Source excerpt =>

## START

IN THE PROVINCIAL COURT OF SASKATCHEWAN Citation: 2011 SKPC 180 Date: November 21, 2011 Information: 24417083 Location: North Battleford, Saskatchewan Between: Her Majesty the Queen - and - Jesse John McLeod Appearing: Brenda Korchinski Stuart Busse, Q.C. For the Crown For the Accused/Applicant RULING ON EXPUNGEMENT HEARING V. H. MEEKMA, J INTRODUCTION [1] The accused was represented by counsel when he pleaded guilty to the charge that on or about the 20 th day of October, A. D. 2010, at Biggar, in the Province of Saskatchewan, he did wilfully cause unnecessary pain or suffering or injury to a dog by hanging contrary to s. 445.1 of the Criminal Code. [2] A pre-sentence report and psychological assessment were ordered at the request of Crown and defence. Before the accused was sentenced, he retained a new lawyer and applied to expunge his plea on the ground that he did not understand that he was pleading guilty to causing unnecessary pain, suffering or injury to the dog, only that he had killed the dog by hanging it. [3] His original lawyer advised the Court upon entering the plea that he had complied with s.

## END

(Object location annotation data)
## START

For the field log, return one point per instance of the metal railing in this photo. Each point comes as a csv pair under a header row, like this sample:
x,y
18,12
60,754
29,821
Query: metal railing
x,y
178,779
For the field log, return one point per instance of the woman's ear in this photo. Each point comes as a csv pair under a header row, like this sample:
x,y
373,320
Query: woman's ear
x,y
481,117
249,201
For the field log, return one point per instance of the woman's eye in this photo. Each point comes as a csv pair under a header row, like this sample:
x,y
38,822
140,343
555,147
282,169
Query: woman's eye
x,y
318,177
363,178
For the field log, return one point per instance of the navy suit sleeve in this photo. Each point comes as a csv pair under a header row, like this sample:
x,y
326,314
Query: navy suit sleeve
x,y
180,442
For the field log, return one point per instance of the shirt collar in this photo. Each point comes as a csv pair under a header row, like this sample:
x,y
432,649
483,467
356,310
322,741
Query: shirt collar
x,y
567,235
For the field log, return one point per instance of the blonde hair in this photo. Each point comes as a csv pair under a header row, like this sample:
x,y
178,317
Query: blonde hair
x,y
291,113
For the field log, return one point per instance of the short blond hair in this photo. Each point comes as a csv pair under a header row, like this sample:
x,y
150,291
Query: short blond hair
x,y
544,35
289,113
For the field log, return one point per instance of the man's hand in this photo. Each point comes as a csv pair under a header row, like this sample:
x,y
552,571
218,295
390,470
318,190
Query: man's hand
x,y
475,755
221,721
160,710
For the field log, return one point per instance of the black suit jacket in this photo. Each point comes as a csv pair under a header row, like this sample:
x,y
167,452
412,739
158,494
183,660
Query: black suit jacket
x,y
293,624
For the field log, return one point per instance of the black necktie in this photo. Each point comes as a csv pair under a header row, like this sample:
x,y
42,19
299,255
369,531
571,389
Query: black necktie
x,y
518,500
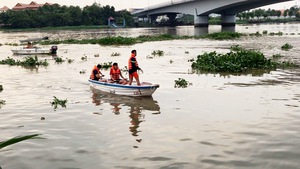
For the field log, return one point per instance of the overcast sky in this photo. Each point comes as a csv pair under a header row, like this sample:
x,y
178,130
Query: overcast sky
x,y
120,4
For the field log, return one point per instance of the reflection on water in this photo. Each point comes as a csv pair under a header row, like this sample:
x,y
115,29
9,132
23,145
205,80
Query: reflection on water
x,y
136,106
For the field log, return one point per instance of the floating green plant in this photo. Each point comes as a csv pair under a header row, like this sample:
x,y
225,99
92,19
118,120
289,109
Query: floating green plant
x,y
286,47
237,62
236,48
57,102
27,62
158,53
70,61
58,60
277,56
181,83
84,58
115,54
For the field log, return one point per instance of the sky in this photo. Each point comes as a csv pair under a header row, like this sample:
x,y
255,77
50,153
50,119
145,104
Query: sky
x,y
121,4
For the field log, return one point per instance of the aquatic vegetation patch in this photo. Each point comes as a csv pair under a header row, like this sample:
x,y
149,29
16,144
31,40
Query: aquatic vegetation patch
x,y
277,56
257,34
181,83
58,102
286,47
236,48
70,61
118,40
237,62
84,58
58,60
27,62
223,35
158,53
17,139
115,54
277,34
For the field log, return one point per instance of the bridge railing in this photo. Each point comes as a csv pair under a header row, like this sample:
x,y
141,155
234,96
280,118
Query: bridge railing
x,y
171,2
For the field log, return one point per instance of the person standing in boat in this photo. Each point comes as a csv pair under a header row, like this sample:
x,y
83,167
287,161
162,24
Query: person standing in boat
x,y
96,73
115,74
133,68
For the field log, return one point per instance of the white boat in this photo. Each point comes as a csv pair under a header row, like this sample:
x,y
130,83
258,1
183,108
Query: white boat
x,y
33,50
146,89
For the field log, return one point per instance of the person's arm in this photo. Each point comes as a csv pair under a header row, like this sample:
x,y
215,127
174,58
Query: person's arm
x,y
122,76
111,77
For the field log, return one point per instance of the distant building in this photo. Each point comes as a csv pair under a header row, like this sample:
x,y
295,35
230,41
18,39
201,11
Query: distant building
x,y
32,6
4,9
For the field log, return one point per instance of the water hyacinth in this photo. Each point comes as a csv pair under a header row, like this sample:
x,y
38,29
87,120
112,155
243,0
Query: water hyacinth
x,y
27,62
237,62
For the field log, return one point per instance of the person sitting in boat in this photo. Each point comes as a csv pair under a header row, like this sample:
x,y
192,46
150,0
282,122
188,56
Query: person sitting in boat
x,y
96,73
133,68
29,45
115,74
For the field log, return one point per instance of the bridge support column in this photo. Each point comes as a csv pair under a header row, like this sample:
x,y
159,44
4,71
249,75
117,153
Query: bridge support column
x,y
201,21
172,17
152,19
228,20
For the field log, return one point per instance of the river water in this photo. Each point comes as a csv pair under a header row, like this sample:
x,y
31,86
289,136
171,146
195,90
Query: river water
x,y
219,121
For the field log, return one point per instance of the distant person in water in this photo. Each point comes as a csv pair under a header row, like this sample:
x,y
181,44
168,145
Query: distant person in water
x,y
116,75
96,73
133,68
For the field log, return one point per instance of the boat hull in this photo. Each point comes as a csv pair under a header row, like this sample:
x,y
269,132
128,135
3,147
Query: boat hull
x,y
146,89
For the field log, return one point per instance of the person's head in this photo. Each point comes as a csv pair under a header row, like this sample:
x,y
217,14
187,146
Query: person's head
x,y
115,65
133,52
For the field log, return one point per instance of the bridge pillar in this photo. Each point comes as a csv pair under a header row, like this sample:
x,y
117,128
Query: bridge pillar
x,y
228,20
201,21
152,19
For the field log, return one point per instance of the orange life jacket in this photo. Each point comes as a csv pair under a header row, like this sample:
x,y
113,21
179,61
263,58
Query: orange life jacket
x,y
92,74
130,62
115,73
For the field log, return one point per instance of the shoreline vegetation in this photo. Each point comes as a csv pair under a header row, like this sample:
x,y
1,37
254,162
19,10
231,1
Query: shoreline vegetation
x,y
238,60
119,40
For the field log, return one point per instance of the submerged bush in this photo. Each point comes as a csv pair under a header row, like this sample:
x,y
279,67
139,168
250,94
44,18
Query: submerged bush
x,y
236,48
57,102
16,140
286,47
181,83
58,60
27,62
237,62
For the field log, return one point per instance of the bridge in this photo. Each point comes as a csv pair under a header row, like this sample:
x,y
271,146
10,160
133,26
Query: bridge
x,y
201,9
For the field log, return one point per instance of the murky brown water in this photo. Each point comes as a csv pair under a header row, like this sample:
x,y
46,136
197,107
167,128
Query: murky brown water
x,y
218,122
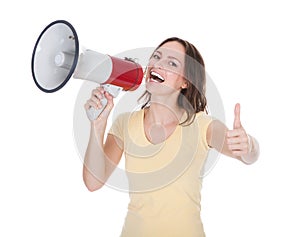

## END

Your task => Reproduce the court ruling word for word, from its heading through its final line.

Correct output =>
IN THE PROVINCIAL COURT OF SASKATCHEWAN Citation: 2011 SKPC 180 Date: November 21, 2011 Information: 24417083 Location: North Battleford, Saskatchewan Between: Her Majesty the Queen - and - Jesse John McLeod Appearing: Brenda Korchinski Stuart Busse, Q.C. For the Crown For the Accused/Applicant RULING ON EXPUNGEMENT HEARING V. H. MEEKMA, J INTRODUCTION [1] The accused was represented by counsel when he pleaded guilty to the charge that on or about the 20 th day of October, A. D. 2010, at Biggar, in the Province of Saskatchewan, he did wilfully cause unnecessary pain or suffering or injury to a dog by hanging contrary to s. 445.1 of the Criminal Code. [2] A pre-sentence report and psychological assessment were ordered at the request of Crown and defence. Before the accused was sentenced, he retained a new lawyer and applied to expunge his plea on the ground that he did not understand that he was pleading guilty to causing unnecessary pain, suffering or injury to the dog, only that he had killed the dog by hanging it. [3] His original lawyer advised the Court upon entering the plea that he had complied with s.